# Excerpt:
JPAC Joint United Kingdom (UK) Blood Transfusion and Tissue Transplantation Services Professional Advisory Committee

Traceability in Emergency Situations

Issued June 2007

Traceability Issue: Transfer of blood with a patient to a different hospital under emergency situations

The following question was raised with the MHRA.

Q. "What do I document when blood components are received with a patient from another Hospital under emergency situations (e.g. emergency surgical procedures) and transfused without notifying the blood bank?"

A. The primary function of the Blood Safety and Quality Regulations 2005 (as amended) is to safeguard patient health by ensuring that blood and blood components for transfusion meet the required quality and safety standards. It is not expected that emergency patient treatment should be either compromised or delayed due to the completion of the various Regulatory requirements imposed by these Regulations. It is, however, expected that the necessary records relating to traceability, haemovigilence reporting and other specific requirements which ensure compliance with these Regulations, be completed in full as soon as practicable following the transfusion event.

In the case of traceability of blood or blood components transferred with a patient under emergency situations to another hospital, it may not be appropriate to place the responsibility for maintaining traceability records upon the transfusion laboratory of the receiving hospital, particularly where this laboratory may not be aware of the delivery of the blood on site (e.g. where transfusion takes place in Theatre in emergency treatment situations). In these situations it is expected (unless otherwise described in an agreement approved by both the supplying and receiving sites) that the supplying transfusion laboratory will maintain the traceability records as required by the Regulations. Confirmation of final fate should be obtained by liaison between the transfusion laboratories of the supplying and receiving sites.

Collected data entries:
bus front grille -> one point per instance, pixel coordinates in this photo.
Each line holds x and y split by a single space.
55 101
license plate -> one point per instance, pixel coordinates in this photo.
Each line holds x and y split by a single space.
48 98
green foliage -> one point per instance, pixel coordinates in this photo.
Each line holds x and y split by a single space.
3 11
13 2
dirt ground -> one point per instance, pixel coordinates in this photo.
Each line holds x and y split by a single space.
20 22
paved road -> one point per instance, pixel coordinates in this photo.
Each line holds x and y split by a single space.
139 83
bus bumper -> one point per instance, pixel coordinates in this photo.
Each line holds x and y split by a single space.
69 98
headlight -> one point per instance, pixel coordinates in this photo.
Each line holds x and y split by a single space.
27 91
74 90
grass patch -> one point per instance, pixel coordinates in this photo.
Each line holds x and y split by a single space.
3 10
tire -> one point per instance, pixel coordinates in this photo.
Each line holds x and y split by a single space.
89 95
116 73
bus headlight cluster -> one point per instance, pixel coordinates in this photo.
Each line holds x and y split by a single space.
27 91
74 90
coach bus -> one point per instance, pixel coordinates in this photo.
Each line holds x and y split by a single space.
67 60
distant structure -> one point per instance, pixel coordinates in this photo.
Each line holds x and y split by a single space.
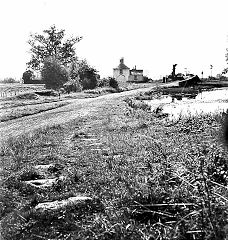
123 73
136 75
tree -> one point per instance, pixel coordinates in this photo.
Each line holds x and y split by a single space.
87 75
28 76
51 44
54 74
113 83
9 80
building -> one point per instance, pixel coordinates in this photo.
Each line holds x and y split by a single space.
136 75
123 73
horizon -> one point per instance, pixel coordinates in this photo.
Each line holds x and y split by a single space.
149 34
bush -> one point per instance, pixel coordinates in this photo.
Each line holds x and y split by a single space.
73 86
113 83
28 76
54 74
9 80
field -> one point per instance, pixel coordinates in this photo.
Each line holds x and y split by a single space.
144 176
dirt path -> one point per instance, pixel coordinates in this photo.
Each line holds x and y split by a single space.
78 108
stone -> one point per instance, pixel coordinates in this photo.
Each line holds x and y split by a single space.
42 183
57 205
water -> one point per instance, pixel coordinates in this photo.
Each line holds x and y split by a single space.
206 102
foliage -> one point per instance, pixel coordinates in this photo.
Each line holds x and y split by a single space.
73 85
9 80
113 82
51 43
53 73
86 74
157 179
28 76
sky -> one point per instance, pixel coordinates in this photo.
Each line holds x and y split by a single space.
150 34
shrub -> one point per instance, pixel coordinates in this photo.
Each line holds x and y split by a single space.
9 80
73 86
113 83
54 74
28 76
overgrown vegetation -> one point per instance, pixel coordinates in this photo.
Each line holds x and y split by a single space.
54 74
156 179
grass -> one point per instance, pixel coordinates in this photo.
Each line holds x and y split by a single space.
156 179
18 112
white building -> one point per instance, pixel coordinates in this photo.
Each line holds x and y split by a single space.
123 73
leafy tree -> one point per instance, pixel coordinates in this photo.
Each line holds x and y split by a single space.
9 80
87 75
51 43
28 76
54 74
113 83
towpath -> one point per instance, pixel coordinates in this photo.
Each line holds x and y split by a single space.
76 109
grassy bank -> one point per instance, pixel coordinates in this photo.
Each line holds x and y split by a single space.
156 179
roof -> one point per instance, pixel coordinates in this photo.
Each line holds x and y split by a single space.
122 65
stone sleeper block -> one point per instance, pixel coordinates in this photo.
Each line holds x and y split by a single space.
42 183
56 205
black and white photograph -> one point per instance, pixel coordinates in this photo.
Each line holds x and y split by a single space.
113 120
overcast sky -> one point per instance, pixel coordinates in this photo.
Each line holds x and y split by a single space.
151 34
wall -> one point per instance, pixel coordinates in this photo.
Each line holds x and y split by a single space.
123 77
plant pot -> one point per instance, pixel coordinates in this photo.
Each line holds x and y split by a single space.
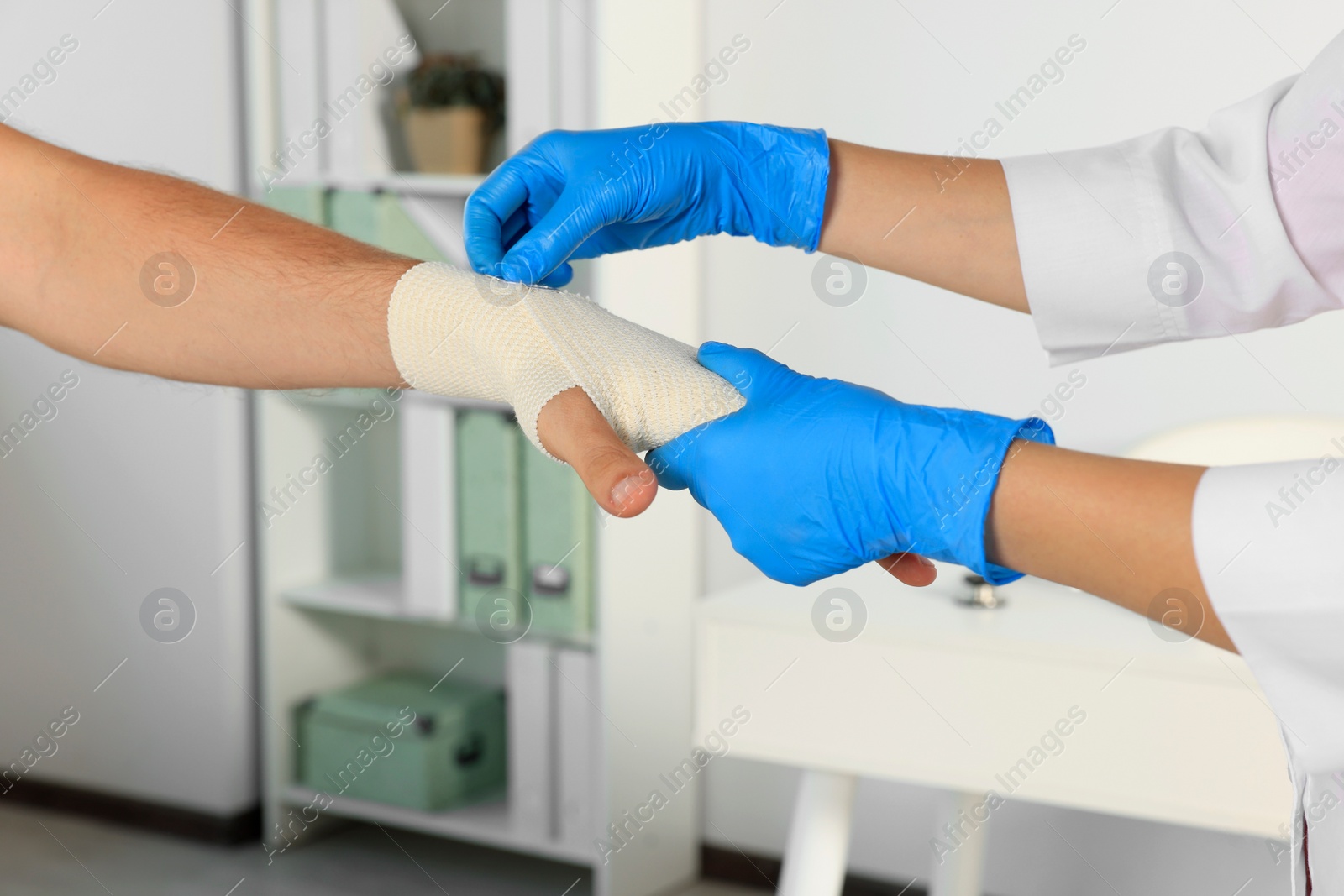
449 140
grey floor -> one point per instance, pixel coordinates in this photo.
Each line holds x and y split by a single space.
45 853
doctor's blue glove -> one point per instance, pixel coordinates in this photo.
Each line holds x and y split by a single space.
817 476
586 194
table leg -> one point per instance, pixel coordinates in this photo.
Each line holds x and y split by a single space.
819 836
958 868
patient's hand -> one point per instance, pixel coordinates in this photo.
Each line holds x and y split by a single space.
...
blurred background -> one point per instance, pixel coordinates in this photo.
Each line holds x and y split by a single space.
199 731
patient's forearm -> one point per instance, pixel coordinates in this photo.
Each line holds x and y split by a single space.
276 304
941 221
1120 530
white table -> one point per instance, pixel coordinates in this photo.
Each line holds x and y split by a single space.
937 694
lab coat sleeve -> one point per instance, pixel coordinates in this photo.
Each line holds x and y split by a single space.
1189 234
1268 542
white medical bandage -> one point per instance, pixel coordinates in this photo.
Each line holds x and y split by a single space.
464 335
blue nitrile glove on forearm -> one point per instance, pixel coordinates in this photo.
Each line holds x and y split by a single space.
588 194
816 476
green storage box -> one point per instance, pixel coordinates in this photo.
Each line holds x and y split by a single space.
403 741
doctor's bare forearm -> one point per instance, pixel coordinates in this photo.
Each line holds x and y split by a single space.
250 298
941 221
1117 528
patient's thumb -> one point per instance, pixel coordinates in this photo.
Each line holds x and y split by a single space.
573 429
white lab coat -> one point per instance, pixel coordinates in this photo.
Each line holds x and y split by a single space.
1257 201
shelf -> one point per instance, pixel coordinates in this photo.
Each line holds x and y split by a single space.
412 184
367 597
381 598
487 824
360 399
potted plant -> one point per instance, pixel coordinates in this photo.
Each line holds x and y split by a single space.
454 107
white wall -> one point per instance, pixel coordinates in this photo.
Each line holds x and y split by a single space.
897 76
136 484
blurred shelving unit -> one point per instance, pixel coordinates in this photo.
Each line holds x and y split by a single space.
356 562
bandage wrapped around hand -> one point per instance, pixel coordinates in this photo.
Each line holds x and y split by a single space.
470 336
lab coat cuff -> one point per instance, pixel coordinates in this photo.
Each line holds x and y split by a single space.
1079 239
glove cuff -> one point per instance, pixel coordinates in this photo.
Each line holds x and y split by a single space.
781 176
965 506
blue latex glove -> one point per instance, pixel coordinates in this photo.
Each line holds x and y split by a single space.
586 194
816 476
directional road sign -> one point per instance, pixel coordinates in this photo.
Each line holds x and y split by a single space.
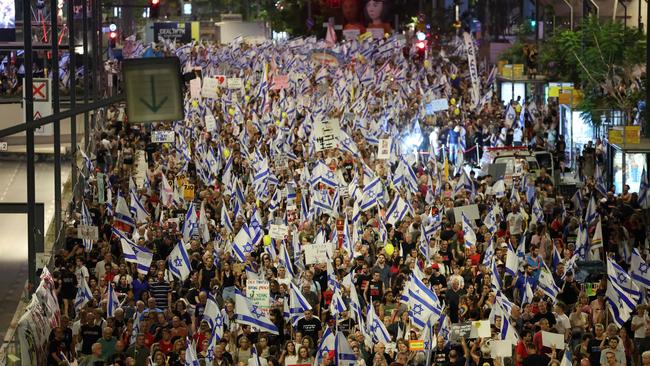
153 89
---
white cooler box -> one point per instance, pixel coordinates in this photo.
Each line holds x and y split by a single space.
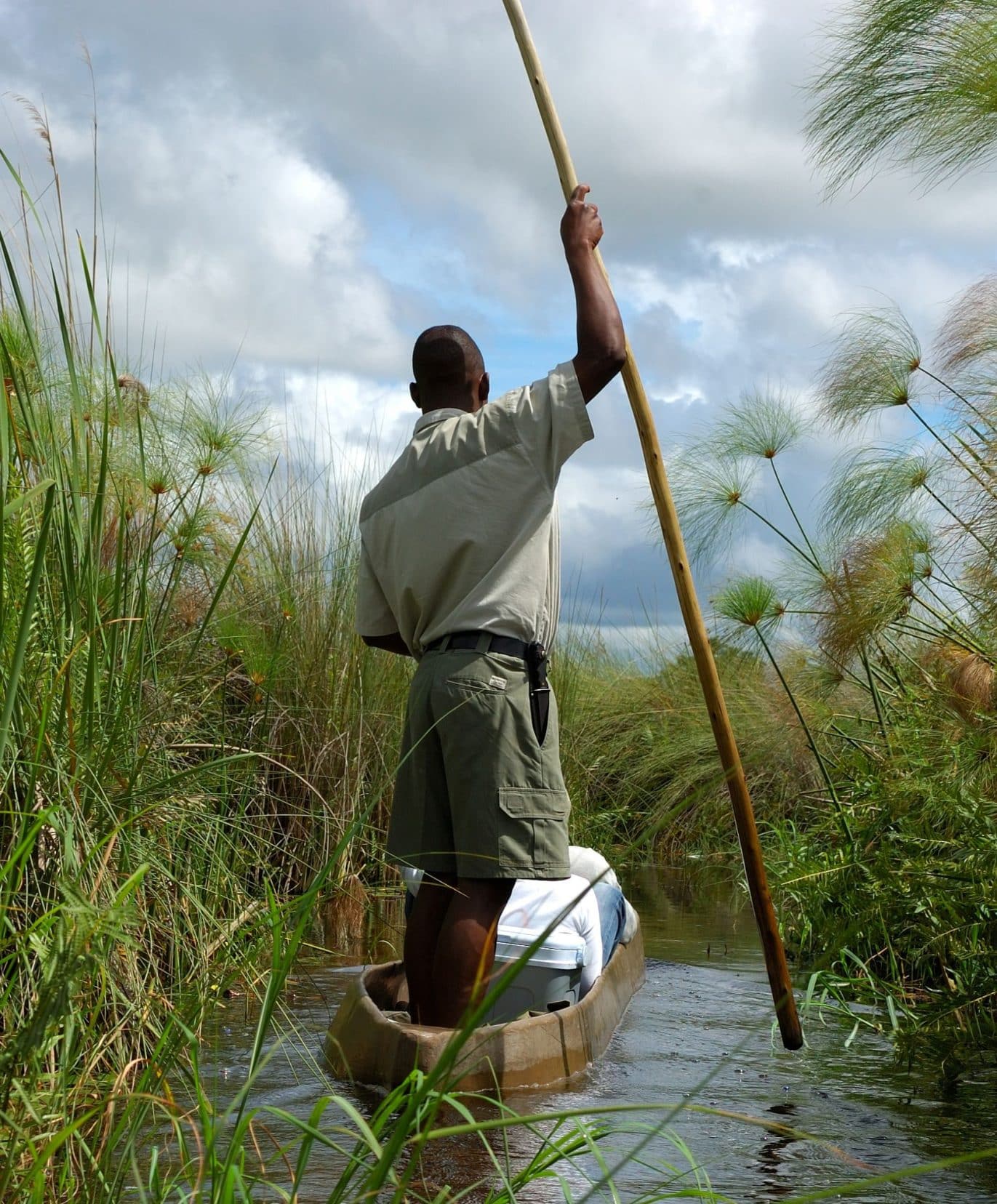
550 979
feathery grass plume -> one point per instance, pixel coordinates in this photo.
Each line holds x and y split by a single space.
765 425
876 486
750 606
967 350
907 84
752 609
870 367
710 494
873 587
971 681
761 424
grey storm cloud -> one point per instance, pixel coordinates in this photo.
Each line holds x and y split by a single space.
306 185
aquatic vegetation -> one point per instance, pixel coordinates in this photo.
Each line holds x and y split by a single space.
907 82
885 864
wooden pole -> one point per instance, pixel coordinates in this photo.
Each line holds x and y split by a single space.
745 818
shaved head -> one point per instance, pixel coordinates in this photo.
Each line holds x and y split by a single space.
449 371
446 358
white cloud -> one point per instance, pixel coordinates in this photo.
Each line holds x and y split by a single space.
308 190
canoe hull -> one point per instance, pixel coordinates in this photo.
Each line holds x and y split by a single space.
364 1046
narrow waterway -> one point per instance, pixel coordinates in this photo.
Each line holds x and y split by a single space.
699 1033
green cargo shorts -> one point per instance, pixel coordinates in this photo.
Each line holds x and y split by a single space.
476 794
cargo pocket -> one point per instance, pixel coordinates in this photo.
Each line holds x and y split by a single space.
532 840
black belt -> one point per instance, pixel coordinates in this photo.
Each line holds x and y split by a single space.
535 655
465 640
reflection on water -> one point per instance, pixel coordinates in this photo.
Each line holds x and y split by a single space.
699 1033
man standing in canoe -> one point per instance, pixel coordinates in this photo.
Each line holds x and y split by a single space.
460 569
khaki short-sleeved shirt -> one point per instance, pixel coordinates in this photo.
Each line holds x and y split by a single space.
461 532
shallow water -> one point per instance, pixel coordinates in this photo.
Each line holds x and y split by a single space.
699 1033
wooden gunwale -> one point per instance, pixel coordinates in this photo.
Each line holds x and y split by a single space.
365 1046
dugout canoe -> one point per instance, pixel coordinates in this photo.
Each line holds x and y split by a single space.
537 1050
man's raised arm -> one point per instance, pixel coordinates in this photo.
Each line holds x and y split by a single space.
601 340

# Questions on the material:
a) For each statement, say yes or no depending on whether the traceability guidance agrees with it, and quote the words that decide it.
(i) Emergency treatment may be delayed until regulatory records are completed.
(ii) Unless both sites have agreed otherwise, the supplying transfusion laboratory keeps the traceability records.
(iii) Confirmation of final fate comes through liaison between the transfusion laboratories of the supplying and receiving sites.
b) Answer these questions from the traceability guidance:
(i) When was it issued?
(ii) Who was the question raised with?
(iii) Where does the given example place a transfusion in emergency treatment situations?
c) Reproduce everything in the traceability guidance from "JPAC Joint United" down to "with the MHRA.".
Answer using only the traceability guidance.

# Completed exercise:
a)
(i) No: "It is not expected that emergency patient treatment should be either compromised or delayed due to the completion of the various Regulatory requirements imposed by these Regulations."
(ii) Yes: "it is expected (unless otherwise described in an agreement approved by both the supplying and receiving sites) that the supplying transfusion laboratory will maintain the traceability records as required by the Regulations."
(iii) Yes: "Confirmation of final fate should be obtained by liaison between the transfusion laboratories of the supplying and receiving sites."

b)
(i) June 2007
(ii) The MHRA
(iii) In Theatre

c)
JPAC Joint United Kingdom (UK) Blood Transfusion and Tissue Transplantation Services Professional Advisory Committee

Traceability in Emergency Situations

Issued June 2007

Traceability Issue: Transfer of blood with a patient to a different hospital under emergency situations

The following question was raised with the MHRA.